*Extracted text*:
begin
4

I need help and sample code on how to detect floating point underflow in standard way with out using third party libraries and exceptions for both signed and unsigned. I googled and found that various authors are talking about "gradual underflow counts as underflow or not" ? Can any one explain me what gradual underflow? I need to check both scenarios

Thanks for your time and help

venkysmarty
  • 11,099
  • 25
  • 101
  • 184
  • @ Mystical Request to provide a sample code how we can do this – venkysmarty Mar 28 '13 at 05:54
  • As numbers approach 0 the precision will start decreasing dramatically too - do you care about that, or just the 0 case? – Tony Delroy Mar 28 '13 at 05:55
  • If denormalized numbers are implemented then underflow isn't something you really need to worry about. – Patashu Mar 28 '13 at 05:55
  • 3
    [What Every Computer Scientist Should Know About Floating-Point Arithmetic](http://docs.oracle.com/cd/E19957-01/806-3568/ncg_goldberg.html) is a must read. It covers `gradual underflow` as well. – Alexey Frunze Mar 28 '13 at 05:59
  • Yes, underflow will still get signaled if you underflow to denormalized numbers. – Patashu Mar 28 '13 at 05:59
  • 3
    Don't create duplicate questions. – Alexey Frunze Mar 28 '13 at 05:59
  • This is NOT a duplicate question. This is specifically about C. The linked "duplicate" is specifically about C++. – SO Stinks Aug 14 '21 at 04:16
  • @sos This question is tagged both [tag:c] and [tag:c++]. The duplicate offers solutions in C and C++. Whether this qualifies as a duplicate is hard to say. After all, this question is really two questions. – IInspectable Oct 08 '21 at 16:50

4 Answers4

3

A look at the top search results for “gradual underflow” does not show a clear and direct answer, so:

IEEE-754 binary floating-point numbers have a regular pattern through most of their range: There is a sign, an exponent, and a significand with a set number of bits (24 for 32-bit float, 53 for 64-bit double). However, the pattern must be interrupted at the ends. At the high end, results too large for the largest exponent are changed to infinity. At the low end, we have a choice.
end
*Supplied records*:
begin
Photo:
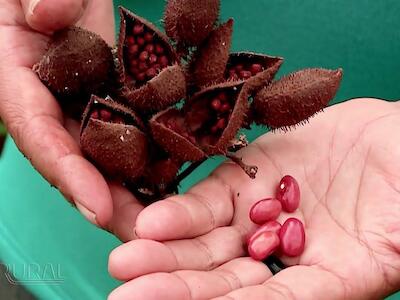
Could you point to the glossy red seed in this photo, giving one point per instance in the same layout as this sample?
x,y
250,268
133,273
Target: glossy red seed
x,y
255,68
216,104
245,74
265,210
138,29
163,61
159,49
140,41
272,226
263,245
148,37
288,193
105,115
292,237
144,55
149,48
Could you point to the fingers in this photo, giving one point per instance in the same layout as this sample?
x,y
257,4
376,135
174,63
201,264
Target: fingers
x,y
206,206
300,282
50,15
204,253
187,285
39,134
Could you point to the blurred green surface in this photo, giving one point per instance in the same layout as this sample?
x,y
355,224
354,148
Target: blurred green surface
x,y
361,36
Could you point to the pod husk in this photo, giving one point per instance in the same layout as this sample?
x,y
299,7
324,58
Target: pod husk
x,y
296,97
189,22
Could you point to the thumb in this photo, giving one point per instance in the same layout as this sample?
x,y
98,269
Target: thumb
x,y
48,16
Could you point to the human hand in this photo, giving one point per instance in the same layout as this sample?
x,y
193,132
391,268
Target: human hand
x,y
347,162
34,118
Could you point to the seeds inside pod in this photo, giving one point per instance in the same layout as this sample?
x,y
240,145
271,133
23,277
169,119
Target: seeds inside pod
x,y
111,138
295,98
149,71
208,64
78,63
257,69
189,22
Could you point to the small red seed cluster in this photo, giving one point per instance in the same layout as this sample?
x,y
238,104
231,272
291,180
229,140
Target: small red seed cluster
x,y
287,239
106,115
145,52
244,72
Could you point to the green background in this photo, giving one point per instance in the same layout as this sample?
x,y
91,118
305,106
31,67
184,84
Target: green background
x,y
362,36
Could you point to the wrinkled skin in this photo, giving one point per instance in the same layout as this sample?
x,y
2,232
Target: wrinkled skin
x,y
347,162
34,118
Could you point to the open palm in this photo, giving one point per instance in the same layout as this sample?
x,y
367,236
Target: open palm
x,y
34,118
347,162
end
begin
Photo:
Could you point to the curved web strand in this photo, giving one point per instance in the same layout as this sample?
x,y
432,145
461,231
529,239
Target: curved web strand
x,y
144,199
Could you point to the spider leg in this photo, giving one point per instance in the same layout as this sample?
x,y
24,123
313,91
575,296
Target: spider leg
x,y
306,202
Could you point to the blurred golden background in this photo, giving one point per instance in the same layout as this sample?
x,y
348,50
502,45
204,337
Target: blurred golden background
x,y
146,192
end
*Tasks and exercises*:
1. List each distinct name that signs a comment in the underflow thread, counting each name once.
2. Collect every line of the records that contains the string "skin", where case counts.
The records bear no relation to the underflow thread.

*Outputs for the tasks*:
1.
venkysmarty
Tony Delroy
Patashu
Alexey Frunze
SO Stinks
IInspectable

2.
Could you point to the wrinkled skin in this photo, giving one point per instance in the same layout as this sample?
Target: wrinkled skin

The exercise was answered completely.